*TASK DETAILS:* In the text about a sermon and a marriage, where did the narrator get married?

*TEXT SECTION:*
'''

The female priest, with a smile that extended from earlobe to earlobe, ended her sermon with, “In the name of the Father, the Son, and the Holy Ghost. Amen.” She stepped down from the pulpit and took her place in the seat just behind the elevated pulpit with her hand over her mouth as if to mute the convulsions of her body. Into that pulpit the priest of whom I speak stepped. And when he did the congregation gave him a standing ovation.
God, in God’s great humor, had not reminded the priest of whom I speak to turn off his lapel mike when he slipped out of the chancel.
A long way back, so far back it was a previous century, I fell in love with a wonderful woman. We got married on a soccer field (hold that thought for a future writing). Who would have thought we’d ever get married. She was Roman Catholic. I was a United Methodist pastor. She was the Parish Administrator for an Episcopal Church. Maybe that was a good thing. We had it covered coming and going.
She had an uncle who I really bonded with. He lived in New York City. He, too, like she, was Roman Catholic. He was active in his church. He was really active. He was some big shot in the Knights of Columbus. This old country Protestant pastor didn’t understand the dynamics of that, but I was smart enough to realize he was somebody in his church.

'''

*PROVIDED MATERIAL:*
'''

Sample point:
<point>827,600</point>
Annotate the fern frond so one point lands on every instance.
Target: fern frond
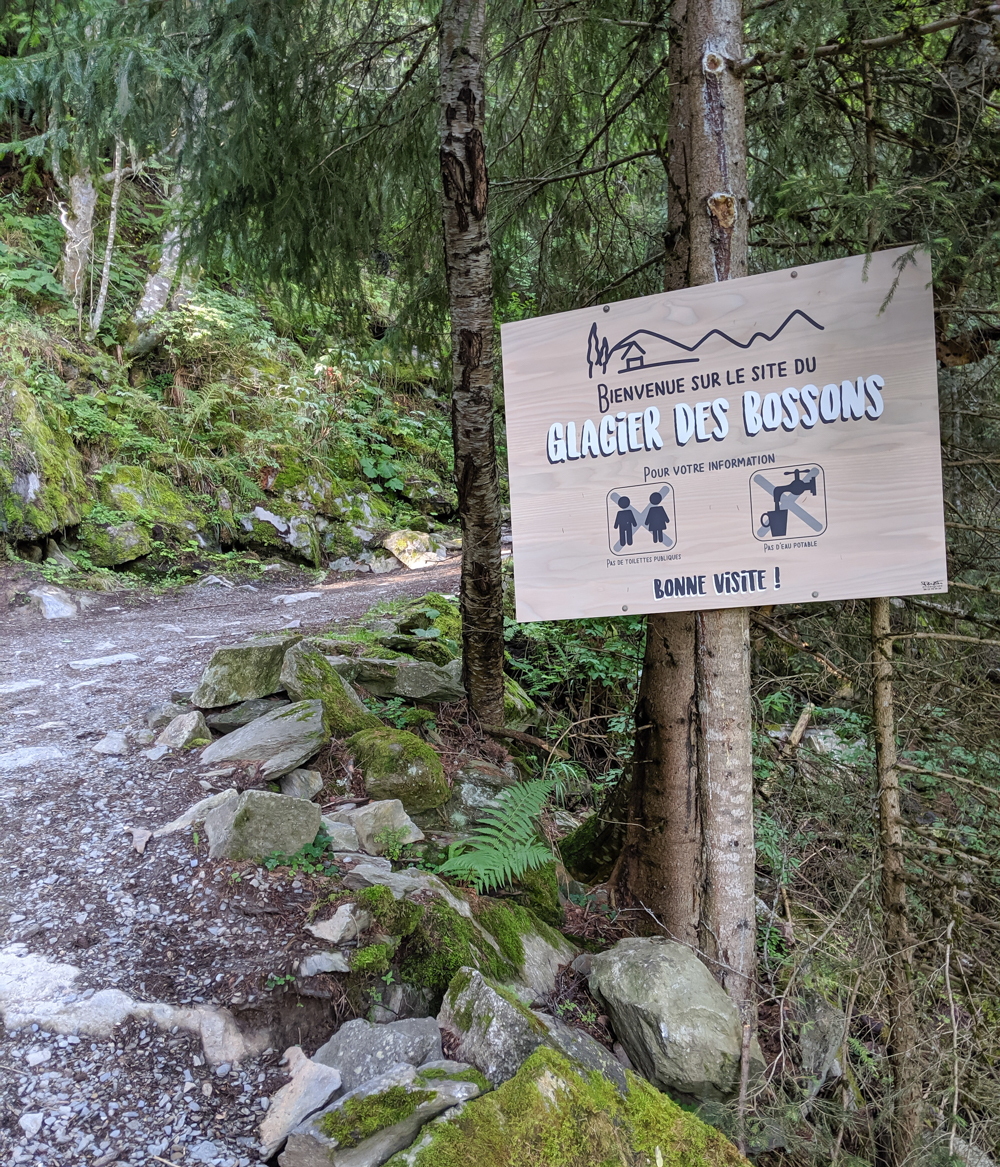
<point>505,841</point>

'''

*FINISHED TASK:* On a soccer field.